Object pointing data rows ->
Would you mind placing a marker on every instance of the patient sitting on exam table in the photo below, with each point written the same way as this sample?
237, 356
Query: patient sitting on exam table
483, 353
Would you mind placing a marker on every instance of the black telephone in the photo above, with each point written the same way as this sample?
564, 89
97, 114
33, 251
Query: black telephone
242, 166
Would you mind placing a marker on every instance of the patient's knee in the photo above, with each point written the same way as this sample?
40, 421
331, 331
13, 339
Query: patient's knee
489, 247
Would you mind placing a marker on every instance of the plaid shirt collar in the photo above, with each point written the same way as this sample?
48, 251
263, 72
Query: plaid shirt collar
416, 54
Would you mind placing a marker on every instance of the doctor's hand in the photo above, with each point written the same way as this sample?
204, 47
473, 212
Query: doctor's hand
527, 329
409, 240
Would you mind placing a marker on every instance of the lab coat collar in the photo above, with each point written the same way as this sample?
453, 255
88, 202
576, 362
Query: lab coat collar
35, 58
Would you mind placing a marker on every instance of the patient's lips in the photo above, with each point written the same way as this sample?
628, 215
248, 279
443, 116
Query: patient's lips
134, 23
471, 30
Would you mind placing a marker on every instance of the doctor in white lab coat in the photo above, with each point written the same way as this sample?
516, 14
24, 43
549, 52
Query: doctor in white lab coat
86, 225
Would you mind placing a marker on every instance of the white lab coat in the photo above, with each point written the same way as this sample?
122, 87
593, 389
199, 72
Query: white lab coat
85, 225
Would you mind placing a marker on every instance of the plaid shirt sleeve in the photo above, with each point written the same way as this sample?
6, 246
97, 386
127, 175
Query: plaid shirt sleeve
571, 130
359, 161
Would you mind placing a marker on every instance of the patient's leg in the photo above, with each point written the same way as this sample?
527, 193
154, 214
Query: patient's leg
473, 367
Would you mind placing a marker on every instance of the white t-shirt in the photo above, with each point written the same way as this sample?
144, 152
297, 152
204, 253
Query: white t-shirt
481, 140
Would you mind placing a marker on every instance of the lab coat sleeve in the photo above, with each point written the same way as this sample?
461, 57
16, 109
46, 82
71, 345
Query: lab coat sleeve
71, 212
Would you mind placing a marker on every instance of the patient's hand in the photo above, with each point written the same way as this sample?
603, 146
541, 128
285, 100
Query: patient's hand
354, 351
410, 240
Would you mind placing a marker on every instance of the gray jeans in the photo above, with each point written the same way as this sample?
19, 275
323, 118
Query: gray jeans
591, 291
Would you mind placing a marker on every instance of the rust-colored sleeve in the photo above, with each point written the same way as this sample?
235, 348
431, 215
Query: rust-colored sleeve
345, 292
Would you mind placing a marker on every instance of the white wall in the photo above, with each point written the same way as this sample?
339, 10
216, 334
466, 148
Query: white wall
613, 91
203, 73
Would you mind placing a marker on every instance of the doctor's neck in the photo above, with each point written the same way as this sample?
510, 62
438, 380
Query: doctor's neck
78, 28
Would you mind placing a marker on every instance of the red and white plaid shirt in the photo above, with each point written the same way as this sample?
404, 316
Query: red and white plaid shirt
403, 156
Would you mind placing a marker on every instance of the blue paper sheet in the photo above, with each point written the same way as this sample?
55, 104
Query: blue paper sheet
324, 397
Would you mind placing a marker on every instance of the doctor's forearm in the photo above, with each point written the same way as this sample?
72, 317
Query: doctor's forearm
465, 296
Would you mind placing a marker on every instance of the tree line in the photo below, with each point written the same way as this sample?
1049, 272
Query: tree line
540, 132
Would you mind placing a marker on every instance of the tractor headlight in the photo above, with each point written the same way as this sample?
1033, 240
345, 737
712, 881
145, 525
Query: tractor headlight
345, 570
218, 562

WHAT TO DO -> Reproduce the data verbatim, starting at the line that contains "the white wall" and continuing through the final line of the data.

RESULT BELOW ->
Would you mind placing a marker on every instance of the white wall in the photo above, with each point written the same way as this sample?
339, 10
216, 334
466, 148
Query: white wall
613, 91
203, 73
Would you mind placing a marker on every instance of the doctor's neck in the photo above, with each point written the same way as this sample?
510, 62
438, 380
Query: doctor's neck
78, 28
Would you mind placing a marker on every instance of the red and white plaid shirt in the photo above, with each point written the same way as this sample?
404, 316
Query: red and white plaid shirt
403, 156
Would you mind placing a marker on every instance of the blue paper sheet in the photo above, with each point written the same way as this sample?
55, 104
Query: blue paper sheet
324, 397
Would you mind placing a marker on every instance of the doctor's forearm in the photo above, with each point written the same way as this sample?
72, 317
Query: doctor's forearm
465, 296
Would you mind placing a marker on every instance of the tree line in the photo below, with each point written the same way as this sample?
1049, 272
Query: tree line
540, 132
Would you mind placing a marker on every instance of the tractor headlight in the photo above, with each point written the same way as this sample?
1033, 240
345, 737
712, 881
145, 525
Query: tractor headlight
345, 570
218, 562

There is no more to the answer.